■ Deine Aufgaben ■
a - Gib im Text über die Hamburger Geisterhäuser alles von "Lange Zeit zog" bis hinunter zu "in der Einflugschneise." erneut wieder und benenne dabei "Lünkenberg" überall in "Elbhang" um.
b - Beantworte anhand des Textes über die Hamburger Geisterhäuser:
(i) Wie viele Gebäude in Neuenfelde hat die Stadt gekauft?
(ii) Wie groß ist die Wohnung am Lünkenberg?
(iii) Wie viel Mieteinnahmen pro Monat entgehen der Stadt am Lünkenberg?

■ Ausgewählter Auszug ■
--*--
Die Immobilie in Nienstedten war wegen der Erweiterung des Airbus-Geländes gekauft worden. Seit 2007 könnte sie wieder vermietet werden.

Hamburg. Als Geisterhäuser erlangten sie hamburgweite Bekanntheit. Jene rund 50 Gebäude in Neuenfelde, die vor der umstrittenen Airbus-Landebahn-Verlängerung von der Stadt gekauft und leer wurden, um Klagen der Bewohner zu vermeiden. Seither dominieren an der Hasselwerder Straße vergilbte Gardinen und vernagelte Eingänge - sowie der Wunsch nach zurückkehrendem Leben beispielsweise bei der Bürgervertretung Neuenfelde-Francop-Cranz.

Auch im Norden der Stadt gab es im Zuge der Landebahnverlängerung auf der anderen Elbseite heftige Proteste. Prominente Geistersiedlungen finden sich dort jedoch nicht, vielmehr sind es versteckte Gräber von Steuergeld, wie etwa eine Immobilie in Nienstedten. Auch sie wurde von der Stadt gekauft, um die Startbahnverlängerung auf Finkenwerder durchsetzen zu können. Unweit des Anlegers Teufelsbrück handelt es sich um eine 215-Quadratmeter-Luxuswohnung am Lünkenberg. Viel Raum, viel Garten, viel Elbvorort - besser geht es in Hamburg kaum. Doch die Nobelwohnung - Kaufpreis: knapp eine Million Euro - ist seit acht Jahren unbewohnt.

Lange Zeit zog sich die Stadt auf den Standpunkt zurück, die leer stehenden Immobilien in Neuenfelde und Nienstedten seien unverkäuflich und nicht zu vermieten, weil Klagen gegen den Fluglärm befürchtet werden. Daniel Stricker von der Finanzbehörde sagt auf Abendblatt-Anfrage zur Wohnung am Lünkenberg: "Sie wurde ganz bewusst nicht mehr vermietet." Und so schreibt die Stadt nicht nur in Neuenfelde geschätzte 27 000 Euro Mieteinnahmen pro Monat in den Wind, sondern auch etwa 4000 Euro am Lünkenberg. Summa summarum ergibt sich im Lauf der nunmehr fast zehn Jahre ein immobiliengewordenes Millionenloch in der Einflugschneise.
--*--
Bounding-Box-Datensätze:
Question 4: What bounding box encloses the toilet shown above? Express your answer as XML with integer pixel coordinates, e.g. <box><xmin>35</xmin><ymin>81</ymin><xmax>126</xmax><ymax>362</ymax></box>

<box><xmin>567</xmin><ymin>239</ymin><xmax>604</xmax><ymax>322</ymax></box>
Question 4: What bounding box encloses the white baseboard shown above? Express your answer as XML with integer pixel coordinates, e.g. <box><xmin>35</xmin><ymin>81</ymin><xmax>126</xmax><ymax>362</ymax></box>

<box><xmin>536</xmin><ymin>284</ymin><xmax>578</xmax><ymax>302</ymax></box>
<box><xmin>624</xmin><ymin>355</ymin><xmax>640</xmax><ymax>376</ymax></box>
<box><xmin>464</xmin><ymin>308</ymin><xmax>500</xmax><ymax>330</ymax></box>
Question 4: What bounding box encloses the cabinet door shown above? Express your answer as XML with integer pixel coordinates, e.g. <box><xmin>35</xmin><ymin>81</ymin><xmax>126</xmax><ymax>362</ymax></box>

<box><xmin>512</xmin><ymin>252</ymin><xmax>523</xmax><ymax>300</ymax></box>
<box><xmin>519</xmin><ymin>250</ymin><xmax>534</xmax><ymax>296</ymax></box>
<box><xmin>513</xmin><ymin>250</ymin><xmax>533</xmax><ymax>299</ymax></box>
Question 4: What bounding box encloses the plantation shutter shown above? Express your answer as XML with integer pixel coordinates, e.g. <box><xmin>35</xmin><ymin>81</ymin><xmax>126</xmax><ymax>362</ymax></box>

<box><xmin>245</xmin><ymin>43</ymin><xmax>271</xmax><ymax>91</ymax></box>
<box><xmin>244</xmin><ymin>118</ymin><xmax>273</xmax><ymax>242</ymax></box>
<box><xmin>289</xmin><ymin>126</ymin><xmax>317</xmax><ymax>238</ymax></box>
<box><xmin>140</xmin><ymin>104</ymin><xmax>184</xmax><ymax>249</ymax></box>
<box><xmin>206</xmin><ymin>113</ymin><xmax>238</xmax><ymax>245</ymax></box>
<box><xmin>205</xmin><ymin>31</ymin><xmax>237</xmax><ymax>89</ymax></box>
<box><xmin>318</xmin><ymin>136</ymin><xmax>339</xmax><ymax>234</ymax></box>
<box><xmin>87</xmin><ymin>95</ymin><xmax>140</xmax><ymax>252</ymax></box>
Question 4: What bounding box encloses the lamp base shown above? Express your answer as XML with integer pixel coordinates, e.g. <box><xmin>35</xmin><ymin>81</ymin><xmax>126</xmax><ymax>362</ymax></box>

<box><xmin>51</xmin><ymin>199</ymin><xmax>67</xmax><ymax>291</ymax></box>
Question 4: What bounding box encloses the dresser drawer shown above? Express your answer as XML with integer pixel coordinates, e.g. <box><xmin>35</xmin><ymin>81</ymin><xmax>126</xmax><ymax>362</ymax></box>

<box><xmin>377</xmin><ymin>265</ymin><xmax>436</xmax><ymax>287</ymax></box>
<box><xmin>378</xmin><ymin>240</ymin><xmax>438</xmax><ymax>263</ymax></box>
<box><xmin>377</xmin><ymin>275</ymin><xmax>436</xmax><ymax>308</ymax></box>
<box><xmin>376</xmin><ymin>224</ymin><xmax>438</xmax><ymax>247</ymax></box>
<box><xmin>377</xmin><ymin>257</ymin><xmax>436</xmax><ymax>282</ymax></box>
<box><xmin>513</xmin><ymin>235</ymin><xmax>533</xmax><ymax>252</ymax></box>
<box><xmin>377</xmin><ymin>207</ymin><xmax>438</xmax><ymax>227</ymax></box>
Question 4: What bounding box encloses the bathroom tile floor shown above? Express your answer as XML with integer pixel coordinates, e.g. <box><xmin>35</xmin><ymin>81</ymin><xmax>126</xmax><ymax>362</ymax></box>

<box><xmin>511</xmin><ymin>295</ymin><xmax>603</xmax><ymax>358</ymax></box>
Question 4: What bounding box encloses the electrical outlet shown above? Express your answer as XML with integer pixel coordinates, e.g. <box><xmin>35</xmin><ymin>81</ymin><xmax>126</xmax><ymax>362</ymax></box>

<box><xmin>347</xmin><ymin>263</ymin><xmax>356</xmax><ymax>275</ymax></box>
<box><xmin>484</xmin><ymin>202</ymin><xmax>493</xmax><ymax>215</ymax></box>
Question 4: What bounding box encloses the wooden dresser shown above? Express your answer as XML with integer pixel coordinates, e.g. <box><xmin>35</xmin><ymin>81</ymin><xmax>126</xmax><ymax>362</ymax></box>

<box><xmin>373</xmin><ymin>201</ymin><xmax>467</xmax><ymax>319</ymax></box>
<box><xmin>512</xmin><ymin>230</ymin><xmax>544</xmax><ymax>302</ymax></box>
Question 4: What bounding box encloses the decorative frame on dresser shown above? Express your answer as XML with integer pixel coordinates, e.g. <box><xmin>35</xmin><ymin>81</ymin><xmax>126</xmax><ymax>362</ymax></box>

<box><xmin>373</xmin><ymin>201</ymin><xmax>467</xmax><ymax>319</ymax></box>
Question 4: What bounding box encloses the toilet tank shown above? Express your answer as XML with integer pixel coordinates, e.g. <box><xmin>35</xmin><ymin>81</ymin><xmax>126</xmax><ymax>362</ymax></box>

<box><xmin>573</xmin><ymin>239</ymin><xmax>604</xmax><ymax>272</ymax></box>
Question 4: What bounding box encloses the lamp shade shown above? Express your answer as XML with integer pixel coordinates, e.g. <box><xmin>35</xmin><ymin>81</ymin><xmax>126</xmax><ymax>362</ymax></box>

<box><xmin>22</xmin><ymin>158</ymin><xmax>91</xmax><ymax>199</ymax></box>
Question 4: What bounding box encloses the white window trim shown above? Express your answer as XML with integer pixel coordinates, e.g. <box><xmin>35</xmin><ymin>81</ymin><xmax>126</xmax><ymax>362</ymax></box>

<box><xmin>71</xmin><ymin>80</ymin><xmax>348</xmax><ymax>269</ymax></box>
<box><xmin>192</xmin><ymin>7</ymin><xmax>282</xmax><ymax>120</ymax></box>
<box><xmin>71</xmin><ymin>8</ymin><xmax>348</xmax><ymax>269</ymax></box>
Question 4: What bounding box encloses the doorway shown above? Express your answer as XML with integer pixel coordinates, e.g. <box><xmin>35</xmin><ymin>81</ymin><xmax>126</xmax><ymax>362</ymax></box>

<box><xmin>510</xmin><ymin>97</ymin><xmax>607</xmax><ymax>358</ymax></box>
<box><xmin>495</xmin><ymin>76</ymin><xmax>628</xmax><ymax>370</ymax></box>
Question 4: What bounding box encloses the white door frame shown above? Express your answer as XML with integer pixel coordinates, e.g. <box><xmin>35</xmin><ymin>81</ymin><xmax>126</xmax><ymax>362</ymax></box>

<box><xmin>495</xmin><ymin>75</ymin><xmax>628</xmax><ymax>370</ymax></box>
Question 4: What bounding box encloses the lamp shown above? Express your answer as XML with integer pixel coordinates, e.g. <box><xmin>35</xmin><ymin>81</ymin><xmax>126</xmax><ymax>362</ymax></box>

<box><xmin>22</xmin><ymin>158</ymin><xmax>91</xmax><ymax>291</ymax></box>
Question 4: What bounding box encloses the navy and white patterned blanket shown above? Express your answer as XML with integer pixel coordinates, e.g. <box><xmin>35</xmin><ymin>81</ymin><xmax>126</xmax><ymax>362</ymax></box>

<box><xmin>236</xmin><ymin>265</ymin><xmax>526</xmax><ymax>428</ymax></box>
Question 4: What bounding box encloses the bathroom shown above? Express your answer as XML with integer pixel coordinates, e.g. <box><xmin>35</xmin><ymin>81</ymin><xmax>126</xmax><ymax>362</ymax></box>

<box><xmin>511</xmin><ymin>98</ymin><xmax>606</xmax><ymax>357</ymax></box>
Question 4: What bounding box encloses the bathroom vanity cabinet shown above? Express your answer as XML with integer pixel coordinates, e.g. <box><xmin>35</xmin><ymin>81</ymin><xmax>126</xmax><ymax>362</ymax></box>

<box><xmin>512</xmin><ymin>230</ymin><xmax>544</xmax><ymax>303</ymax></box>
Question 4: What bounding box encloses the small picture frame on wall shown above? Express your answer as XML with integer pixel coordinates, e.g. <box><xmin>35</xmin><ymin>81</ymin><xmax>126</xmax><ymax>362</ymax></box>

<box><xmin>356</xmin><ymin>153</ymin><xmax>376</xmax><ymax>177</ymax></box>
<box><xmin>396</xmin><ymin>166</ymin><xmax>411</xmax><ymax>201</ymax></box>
--*--
■ Lösungen der Reihe nach ■
a -
Lange Zeit zog sich die Stadt auf den Standpunkt zurück, die leer stehenden Immobilien in Neuenfelde und Nienstedten seien unverkäuflich und nicht zu vermieten, weil Klagen gegen den Fluglärm befürchtet werden. Daniel Stricker von der Finanzbehörde sagt auf Abendblatt-Anfrage zur Wohnung am Elbhang: "Sie wurde ganz bewusst nicht mehr vermietet." Und so schreibt die Stadt nicht nur in Neuenfelde geschätzte 27 000 Euro Mieteinnahmen pro Monat in den Wind, sondern auch etwa 4000 Euro am Elbhang. Summa summarum ergibt sich im Lauf der nunmehr fast zehn Jahre ein immobiliengewordenes Millionenloch in der Einflugschneise.

b -
(i) Rund 50 Gebäude.
(ii) 215 Quadratmeter.
(iii) Etwa 4000 Euro.